All of the records are to be copied out exactly, with nothing left out.

►

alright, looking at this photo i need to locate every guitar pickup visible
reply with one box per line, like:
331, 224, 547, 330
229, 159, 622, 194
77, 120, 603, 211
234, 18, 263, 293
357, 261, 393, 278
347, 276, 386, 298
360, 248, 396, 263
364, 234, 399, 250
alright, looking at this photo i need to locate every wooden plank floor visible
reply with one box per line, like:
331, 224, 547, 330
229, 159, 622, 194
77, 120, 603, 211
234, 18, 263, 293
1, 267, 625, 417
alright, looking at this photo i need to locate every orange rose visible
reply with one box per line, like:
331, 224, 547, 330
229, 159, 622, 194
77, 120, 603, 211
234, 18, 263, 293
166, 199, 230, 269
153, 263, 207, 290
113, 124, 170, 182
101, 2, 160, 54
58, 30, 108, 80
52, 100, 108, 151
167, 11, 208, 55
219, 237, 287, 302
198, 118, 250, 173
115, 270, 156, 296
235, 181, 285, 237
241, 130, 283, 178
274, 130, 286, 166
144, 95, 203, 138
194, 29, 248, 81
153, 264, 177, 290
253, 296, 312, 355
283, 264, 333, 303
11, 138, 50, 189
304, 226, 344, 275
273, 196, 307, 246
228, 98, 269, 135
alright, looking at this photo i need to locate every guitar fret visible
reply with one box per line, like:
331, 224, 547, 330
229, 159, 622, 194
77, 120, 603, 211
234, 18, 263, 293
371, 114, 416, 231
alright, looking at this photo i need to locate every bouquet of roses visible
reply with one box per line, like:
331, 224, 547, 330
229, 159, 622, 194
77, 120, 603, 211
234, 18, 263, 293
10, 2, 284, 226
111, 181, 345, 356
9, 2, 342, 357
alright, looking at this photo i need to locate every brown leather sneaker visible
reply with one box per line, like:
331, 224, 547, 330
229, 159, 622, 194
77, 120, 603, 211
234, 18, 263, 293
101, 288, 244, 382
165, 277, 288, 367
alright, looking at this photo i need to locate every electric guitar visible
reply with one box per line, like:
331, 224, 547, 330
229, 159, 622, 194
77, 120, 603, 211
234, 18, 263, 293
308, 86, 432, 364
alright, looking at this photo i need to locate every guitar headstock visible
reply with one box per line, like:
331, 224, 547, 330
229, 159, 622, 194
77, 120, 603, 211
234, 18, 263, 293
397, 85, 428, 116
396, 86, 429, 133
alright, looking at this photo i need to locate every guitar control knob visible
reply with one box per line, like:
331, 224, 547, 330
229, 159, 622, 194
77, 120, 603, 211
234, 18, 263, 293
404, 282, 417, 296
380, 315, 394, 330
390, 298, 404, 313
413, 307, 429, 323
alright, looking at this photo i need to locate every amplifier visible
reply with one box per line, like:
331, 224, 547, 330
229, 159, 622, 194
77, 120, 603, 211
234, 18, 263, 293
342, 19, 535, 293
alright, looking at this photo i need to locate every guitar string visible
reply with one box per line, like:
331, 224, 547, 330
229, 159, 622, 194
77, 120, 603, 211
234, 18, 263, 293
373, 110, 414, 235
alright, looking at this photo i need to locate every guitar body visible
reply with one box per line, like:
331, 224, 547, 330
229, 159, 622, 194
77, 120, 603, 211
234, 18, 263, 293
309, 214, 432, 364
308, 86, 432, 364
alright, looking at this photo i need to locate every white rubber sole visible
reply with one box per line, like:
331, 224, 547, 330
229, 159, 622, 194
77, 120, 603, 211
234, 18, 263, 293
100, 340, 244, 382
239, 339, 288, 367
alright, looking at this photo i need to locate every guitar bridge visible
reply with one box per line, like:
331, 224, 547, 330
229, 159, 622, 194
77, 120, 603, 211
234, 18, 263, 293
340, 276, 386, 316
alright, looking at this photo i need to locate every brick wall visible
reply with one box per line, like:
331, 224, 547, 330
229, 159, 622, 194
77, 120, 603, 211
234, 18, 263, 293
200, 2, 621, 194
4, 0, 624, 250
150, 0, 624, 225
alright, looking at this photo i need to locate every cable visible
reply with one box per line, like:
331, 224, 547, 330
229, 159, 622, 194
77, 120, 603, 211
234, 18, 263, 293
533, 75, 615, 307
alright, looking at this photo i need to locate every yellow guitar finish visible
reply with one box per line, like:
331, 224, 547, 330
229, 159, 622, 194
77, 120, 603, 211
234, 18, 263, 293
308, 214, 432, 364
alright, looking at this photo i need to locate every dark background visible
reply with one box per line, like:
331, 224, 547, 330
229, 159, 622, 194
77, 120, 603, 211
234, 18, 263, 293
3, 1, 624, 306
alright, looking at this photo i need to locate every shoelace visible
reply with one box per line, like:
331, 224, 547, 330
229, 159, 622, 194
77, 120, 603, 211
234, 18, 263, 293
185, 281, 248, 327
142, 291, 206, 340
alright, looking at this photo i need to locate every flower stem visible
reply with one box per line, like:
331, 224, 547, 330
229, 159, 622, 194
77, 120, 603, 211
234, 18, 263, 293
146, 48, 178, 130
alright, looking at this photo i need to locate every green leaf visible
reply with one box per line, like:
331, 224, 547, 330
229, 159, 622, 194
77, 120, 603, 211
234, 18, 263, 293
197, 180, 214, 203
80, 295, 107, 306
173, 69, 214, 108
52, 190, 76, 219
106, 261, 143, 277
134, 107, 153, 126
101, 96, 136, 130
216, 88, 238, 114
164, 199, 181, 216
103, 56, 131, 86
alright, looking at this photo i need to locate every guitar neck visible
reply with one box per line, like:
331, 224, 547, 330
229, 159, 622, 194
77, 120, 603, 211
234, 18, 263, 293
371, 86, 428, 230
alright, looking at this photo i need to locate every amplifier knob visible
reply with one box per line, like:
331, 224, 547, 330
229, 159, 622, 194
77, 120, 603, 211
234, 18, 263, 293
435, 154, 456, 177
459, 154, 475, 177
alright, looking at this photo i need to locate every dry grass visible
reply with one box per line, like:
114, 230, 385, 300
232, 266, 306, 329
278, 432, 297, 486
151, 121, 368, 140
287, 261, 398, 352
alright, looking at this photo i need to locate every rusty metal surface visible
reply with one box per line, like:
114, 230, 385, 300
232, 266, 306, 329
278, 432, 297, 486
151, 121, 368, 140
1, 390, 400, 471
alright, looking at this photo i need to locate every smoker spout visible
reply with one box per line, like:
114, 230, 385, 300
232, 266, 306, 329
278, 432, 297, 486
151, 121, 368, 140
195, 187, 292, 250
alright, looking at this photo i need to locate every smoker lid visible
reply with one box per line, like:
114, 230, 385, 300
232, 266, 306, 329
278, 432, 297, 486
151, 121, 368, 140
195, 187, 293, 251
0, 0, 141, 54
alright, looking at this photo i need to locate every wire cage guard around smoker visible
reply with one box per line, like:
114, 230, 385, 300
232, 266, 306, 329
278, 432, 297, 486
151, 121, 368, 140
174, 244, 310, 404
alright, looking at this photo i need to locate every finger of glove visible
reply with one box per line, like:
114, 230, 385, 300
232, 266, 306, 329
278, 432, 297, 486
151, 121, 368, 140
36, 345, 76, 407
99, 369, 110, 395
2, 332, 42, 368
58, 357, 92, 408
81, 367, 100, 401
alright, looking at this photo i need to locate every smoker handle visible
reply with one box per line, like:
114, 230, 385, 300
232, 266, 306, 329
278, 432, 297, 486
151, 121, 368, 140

◄

§ EXERCISE RESPONSE:
alright, looking at this photo i need to locate every guitar pickup visible
reply with one box per line, like:
331, 224, 547, 330
229, 159, 622, 194
77, 120, 603, 211
234, 18, 263, 293
357, 261, 393, 278
347, 276, 386, 298
360, 248, 396, 263
364, 234, 399, 250
alright, looking at this photo i need to locate every wooden plank floor visible
reply with one box per line, like:
331, 224, 547, 330
229, 159, 622, 194
77, 120, 603, 211
234, 18, 263, 293
1, 267, 625, 417
alright, looking at this photo i need to locate every orange rose visible
reply with one box per line, like:
331, 224, 547, 330
229, 159, 622, 194
77, 120, 603, 211
234, 18, 263, 293
166, 199, 230, 269
153, 263, 207, 290
113, 124, 170, 182
101, 2, 160, 54
58, 30, 108, 80
52, 100, 108, 151
167, 11, 208, 55
219, 237, 287, 302
198, 118, 250, 173
115, 270, 156, 296
235, 181, 285, 237
241, 130, 283, 178
274, 130, 286, 166
144, 95, 203, 138
194, 29, 248, 81
153, 264, 177, 290
253, 296, 312, 355
283, 264, 333, 303
11, 138, 50, 189
304, 226, 344, 275
273, 196, 307, 246
228, 98, 269, 135
alright, looking at this photo i need to locate every guitar fret visible
reply with one box per line, like:
331, 224, 547, 330
229, 159, 622, 194
77, 120, 603, 211
234, 18, 263, 293
371, 114, 416, 231
alright, looking at this photo i need to locate every bouquet of roses visible
reply with one box per line, like:
331, 224, 547, 330
229, 159, 622, 194
77, 120, 603, 211
234, 18, 263, 293
10, 2, 284, 226
111, 181, 345, 356
9, 2, 342, 357
alright, looking at this photo i need to locate every brown leather sneaker visible
reply with one box per line, like:
331, 224, 547, 330
229, 159, 622, 194
77, 120, 603, 211
234, 18, 263, 293
101, 288, 244, 382
165, 277, 288, 367
alright, looking at this photo i need to locate every electric guitar visible
reply with one box per line, like:
331, 224, 547, 330
229, 159, 622, 194
77, 120, 603, 211
234, 18, 263, 293
308, 86, 432, 364
alright, looking at this photo i need to locate every guitar headstock visible
reply with one box per line, like:
331, 224, 547, 330
229, 159, 622, 194
77, 120, 603, 211
234, 18, 263, 293
397, 85, 428, 116
396, 86, 429, 133
alright, looking at this photo i need to locate every guitar control knob visible
reply with one box per line, like:
331, 224, 547, 330
229, 159, 622, 194
77, 120, 603, 211
234, 18, 263, 293
404, 282, 417, 296
380, 315, 394, 330
390, 298, 404, 313
413, 307, 429, 323
alright, looking at this photo i need to locate every amplifier visible
reply with one box per line, like:
331, 224, 547, 330
229, 159, 622, 194
77, 120, 603, 211
234, 18, 263, 293
342, 19, 535, 293
alright, looking at this photo i need to locate every guitar string visible
reply with one box per line, like:
331, 224, 547, 330
229, 159, 622, 194
77, 120, 603, 211
234, 18, 263, 293
373, 110, 414, 235
alright, looking at this photo i need to locate every guitar body visible
reply with one box per line, like:
331, 224, 547, 330
229, 159, 622, 194
77, 120, 603, 211
234, 18, 263, 293
309, 214, 432, 364
308, 86, 432, 364
alright, looking at this photo i need to locate every white rubber sole visible
reply with one box per line, like:
331, 224, 547, 330
229, 159, 622, 194
77, 120, 603, 211
234, 18, 263, 293
100, 340, 244, 382
239, 339, 288, 367
alright, looking at this photo i need to locate every guitar bridge visible
reply with one box per line, like:
331, 224, 547, 330
229, 159, 622, 194
77, 120, 603, 211
234, 18, 263, 293
340, 276, 386, 316
alright, looking at this photo i need to locate every brick wall visible
reply with one box per line, like:
331, 224, 547, 330
229, 159, 622, 194
77, 120, 603, 211
234, 18, 263, 293
200, 2, 621, 194
4, 0, 624, 250
150, 0, 624, 225
alright, looking at this photo i need to locate every cable visible
reply with one box per line, like:
331, 224, 547, 330
229, 159, 622, 194
77, 120, 603, 211
234, 18, 263, 293
533, 75, 615, 307
alright, looking at this photo i need to locate every yellow guitar finish visible
reply with one box per line, like:
331, 224, 547, 330
229, 159, 622, 194
77, 120, 603, 211
234, 18, 263, 293
308, 214, 432, 364
alright, looking at this photo i need to locate every dark background visible
reply with one box per line, like:
331, 224, 547, 330
229, 159, 622, 194
77, 120, 603, 211
234, 18, 263, 293
3, 1, 624, 306
alright, looking at this photo i need to locate every shoelace visible
reply with one box per line, like:
331, 224, 547, 330
229, 159, 622, 194
77, 120, 603, 211
234, 18, 263, 293
185, 281, 248, 327
142, 291, 206, 340
alright, looking at this photo i need to locate every flower stem visible
reply with one box per line, like:
331, 224, 547, 330
229, 159, 622, 194
77, 120, 603, 211
234, 18, 263, 293
146, 48, 178, 130
alright, looking at this photo i need to locate every green leaf visible
reply with one box per line, like:
331, 224, 547, 330
229, 159, 622, 194
77, 120, 603, 211
234, 18, 263, 293
197, 180, 214, 203
80, 295, 107, 306
173, 69, 214, 108
52, 190, 76, 219
106, 261, 143, 277
134, 107, 153, 126
101, 96, 136, 130
216, 88, 238, 114
164, 199, 181, 216
103, 56, 131, 86
alright, looking at this photo i need to locate every guitar neck visible
reply with one box per line, like:
331, 224, 547, 330
229, 159, 622, 194
77, 120, 603, 211
234, 18, 263, 293
371, 86, 428, 230
alright, looking at this photo i need to locate every amplifier knob visible
reply with one box per line, like:
331, 224, 547, 330
229, 159, 622, 194
77, 120, 603, 211
234, 18, 263, 293
435, 154, 456, 177
459, 154, 475, 177
alright, looking at this photo i need to locate every dry grass visible
reply with one box per line, like:
114, 230, 385, 300
232, 266, 306, 329
278, 432, 297, 486
151, 121, 368, 140
287, 261, 398, 352
alright, looking at this photo i need to locate every rusty metal surface visible
reply with one box per line, like:
114, 230, 385, 300
232, 266, 306, 329
278, 432, 297, 486
151, 121, 368, 140
1, 390, 400, 471
alright, looking at this photo i need to locate every smoker spout visible
reply with one box per line, like:
114, 230, 385, 300
232, 266, 306, 329
278, 432, 297, 486
151, 121, 368, 140
195, 187, 292, 250
alright, looking at this photo i need to locate every smoker lid visible
reply with one box per line, like:
114, 230, 385, 300
232, 266, 306, 329
278, 432, 297, 486
151, 121, 368, 140
195, 187, 293, 251
0, 0, 141, 54
alright, looking at this photo i need to locate every wire cage guard around smoker visible
reply with one box per line, like:
114, 230, 385, 300
232, 266, 306, 329
278, 432, 297, 486
151, 121, 368, 140
174, 244, 310, 404
alright, looking at this photo i need to locate every finger of glove visible
reply with one box per line, like:
114, 230, 385, 300
232, 266, 306, 329
278, 432, 297, 486
151, 121, 368, 140
36, 345, 76, 407
99, 369, 110, 395
2, 332, 42, 368
58, 357, 92, 408
81, 367, 100, 401
alright, looking at this photo i need to locate every smoker handle visible
reply with one box per line, like:
114, 230, 385, 300
232, 266, 306, 329
278, 432, 297, 486
151, 121, 368, 140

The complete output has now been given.